-- Problem statement --
Reproduce only the material from the line containing "task | one point per instance, each pair like [582, 29]" up to and including its final line, keeping the requests unchanged. Multiply every coordinate in the answers by 1.75 and round each result to a whole number, with halves rounded up.

-- Provided records --
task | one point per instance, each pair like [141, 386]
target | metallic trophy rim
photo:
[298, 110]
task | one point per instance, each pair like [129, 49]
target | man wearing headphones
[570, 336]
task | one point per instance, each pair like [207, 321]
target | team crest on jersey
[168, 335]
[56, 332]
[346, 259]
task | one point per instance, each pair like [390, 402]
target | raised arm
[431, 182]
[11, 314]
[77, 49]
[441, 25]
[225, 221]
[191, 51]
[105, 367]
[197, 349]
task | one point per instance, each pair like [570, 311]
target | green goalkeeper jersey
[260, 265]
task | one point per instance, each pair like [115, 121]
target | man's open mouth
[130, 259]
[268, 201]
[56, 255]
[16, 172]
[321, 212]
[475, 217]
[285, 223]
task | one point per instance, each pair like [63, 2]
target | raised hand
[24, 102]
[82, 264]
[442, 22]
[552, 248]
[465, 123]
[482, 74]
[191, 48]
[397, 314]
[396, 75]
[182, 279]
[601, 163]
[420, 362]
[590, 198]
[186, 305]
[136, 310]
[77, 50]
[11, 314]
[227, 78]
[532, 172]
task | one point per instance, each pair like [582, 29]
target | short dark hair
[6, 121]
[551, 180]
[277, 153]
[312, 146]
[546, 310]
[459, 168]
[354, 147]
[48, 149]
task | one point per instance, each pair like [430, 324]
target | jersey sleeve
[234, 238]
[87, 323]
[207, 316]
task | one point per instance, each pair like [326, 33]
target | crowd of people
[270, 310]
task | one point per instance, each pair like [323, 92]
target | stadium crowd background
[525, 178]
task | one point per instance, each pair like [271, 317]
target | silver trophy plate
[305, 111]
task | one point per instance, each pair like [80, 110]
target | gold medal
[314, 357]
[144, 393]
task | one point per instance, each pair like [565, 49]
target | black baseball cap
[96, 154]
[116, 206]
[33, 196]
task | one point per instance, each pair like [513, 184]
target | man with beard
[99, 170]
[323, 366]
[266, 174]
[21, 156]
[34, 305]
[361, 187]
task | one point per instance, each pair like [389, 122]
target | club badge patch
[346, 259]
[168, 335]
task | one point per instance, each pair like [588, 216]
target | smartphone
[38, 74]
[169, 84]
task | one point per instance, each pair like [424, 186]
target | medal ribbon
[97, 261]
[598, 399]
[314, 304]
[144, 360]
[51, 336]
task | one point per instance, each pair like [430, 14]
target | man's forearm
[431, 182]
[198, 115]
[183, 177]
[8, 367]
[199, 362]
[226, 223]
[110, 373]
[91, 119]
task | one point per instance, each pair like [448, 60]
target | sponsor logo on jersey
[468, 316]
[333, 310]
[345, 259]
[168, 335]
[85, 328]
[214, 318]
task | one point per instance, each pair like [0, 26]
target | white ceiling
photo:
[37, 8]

-- Final result --
task | one point per instance, each pair like [582, 29]
target | short dark hair
[11, 212]
[964, 315]
[485, 268]
[546, 256]
[956, 543]
[803, 294]
[620, 257]
[84, 261]
task | one point per instance, each pair like [430, 324]
target | jersey sleeve
[410, 417]
[152, 565]
[362, 553]
task | one point per instance, each pair like [326, 33]
target | crowd of people
[473, 543]
task | one point per instance, each pair like [323, 92]
target | stadium crowd background
[919, 312]
task | one point per instance, each pair like [271, 317]
target | silver trophy plate
[534, 194]
task | one point per instance, each pair like [80, 110]
target | gold medal
[550, 625]
[252, 688]
task | one point per instance, each pair like [565, 49]
target | black baseball cap
[168, 270]
[203, 361]
[58, 343]
task | one point per instance, each pair like [513, 184]
target | man with beard
[173, 298]
[565, 641]
[466, 305]
[37, 273]
[60, 534]
[632, 327]
task | one point per instance, each pair like [389, 122]
target | club badge patch
[606, 453]
[294, 586]
task | one point per instance, each pair like [588, 216]
target | smartphone
[67, 130]
[296, 147]
task | one point per instance, each pair like [424, 186]
target | medal ribbon
[170, 457]
[1047, 698]
[550, 532]
[252, 630]
[89, 588]
task | one point per instance, each pair like [430, 14]
target | man's forearm
[754, 319]
[347, 201]
[320, 310]
[14, 642]
[348, 634]
[396, 390]
[193, 653]
[159, 208]
task | one point per instance, each pair like [448, 60]
target | sponsor logo on jersey
[819, 553]
[583, 543]
[604, 453]
[294, 586]
[149, 574]
[375, 557]
task | one point per instance, each pair like [0, 26]
target | white ceiling
photo:
[65, 14]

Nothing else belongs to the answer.